== Data shown ==

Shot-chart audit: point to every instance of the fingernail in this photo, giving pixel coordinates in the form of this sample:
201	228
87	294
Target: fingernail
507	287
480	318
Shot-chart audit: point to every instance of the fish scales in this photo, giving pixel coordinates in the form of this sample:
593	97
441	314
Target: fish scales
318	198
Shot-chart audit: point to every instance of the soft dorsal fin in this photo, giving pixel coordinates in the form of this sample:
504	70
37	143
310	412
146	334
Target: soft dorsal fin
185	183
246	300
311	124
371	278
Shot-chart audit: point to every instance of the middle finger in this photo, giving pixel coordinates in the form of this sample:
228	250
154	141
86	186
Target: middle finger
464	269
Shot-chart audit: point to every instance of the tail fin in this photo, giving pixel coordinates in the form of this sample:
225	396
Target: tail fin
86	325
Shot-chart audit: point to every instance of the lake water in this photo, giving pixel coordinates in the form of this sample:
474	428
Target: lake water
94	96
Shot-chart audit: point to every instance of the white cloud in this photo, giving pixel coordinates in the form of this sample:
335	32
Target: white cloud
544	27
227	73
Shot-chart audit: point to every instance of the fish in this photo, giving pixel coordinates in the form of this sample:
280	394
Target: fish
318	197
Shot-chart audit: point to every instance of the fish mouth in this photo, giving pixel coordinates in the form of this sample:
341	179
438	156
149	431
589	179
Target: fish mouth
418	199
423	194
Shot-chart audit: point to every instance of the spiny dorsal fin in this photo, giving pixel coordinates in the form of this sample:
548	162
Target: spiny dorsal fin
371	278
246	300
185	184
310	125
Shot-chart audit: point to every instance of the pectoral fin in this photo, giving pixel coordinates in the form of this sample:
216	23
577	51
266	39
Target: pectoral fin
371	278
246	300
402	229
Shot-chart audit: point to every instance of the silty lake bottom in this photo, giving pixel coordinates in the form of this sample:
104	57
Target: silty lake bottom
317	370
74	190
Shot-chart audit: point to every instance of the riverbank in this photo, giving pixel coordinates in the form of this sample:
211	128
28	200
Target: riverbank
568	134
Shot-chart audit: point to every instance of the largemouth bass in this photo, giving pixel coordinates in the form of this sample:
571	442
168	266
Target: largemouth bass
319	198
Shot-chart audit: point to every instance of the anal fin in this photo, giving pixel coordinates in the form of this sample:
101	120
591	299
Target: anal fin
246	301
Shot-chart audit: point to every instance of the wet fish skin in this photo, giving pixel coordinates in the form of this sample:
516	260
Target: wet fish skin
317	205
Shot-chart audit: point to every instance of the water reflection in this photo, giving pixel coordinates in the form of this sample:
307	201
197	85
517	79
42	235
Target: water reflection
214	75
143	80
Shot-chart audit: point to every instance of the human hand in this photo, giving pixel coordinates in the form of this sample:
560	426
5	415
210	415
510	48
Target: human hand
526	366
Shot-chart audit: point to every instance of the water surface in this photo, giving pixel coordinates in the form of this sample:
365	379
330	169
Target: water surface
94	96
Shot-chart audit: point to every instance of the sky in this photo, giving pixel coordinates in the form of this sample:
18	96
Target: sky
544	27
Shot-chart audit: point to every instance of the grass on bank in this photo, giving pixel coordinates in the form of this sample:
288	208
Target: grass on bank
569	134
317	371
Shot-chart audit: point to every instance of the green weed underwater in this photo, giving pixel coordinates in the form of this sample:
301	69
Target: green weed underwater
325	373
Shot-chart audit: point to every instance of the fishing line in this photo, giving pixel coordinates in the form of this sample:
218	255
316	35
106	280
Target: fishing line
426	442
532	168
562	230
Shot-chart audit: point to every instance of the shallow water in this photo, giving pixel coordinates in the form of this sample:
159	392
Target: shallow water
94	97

===

- What to work on:
Only the lines from the one holding "Shot-chart audit: point to every instance of the grass" through the end of the listing should appear in the response, each restated exactly.

- Output for this task:
Shot-chart audit: point to every instance of the grass on bank in this photo, giving pixel coordinates in the form of this sample:
288	208
Target: grass on bank
569	134
317	371
Shot-chart audit: point to every instance of the green weed underwater in this photo, giving pixel coordinates in the form of this sample:
301	69
Target: green weed underwater
325	373
Shot-chart audit: point to every instance of the fishing line in this photo, giving pixel coordinates in the form of this sample:
218	255
316	35
106	280
Target: fishing line
426	442
532	168
562	230
Shot-chart audit: point to every instance of the shallow water in this photo, giving pixel coordinates in the form of this sample:
159	392
Target: shallow water
94	97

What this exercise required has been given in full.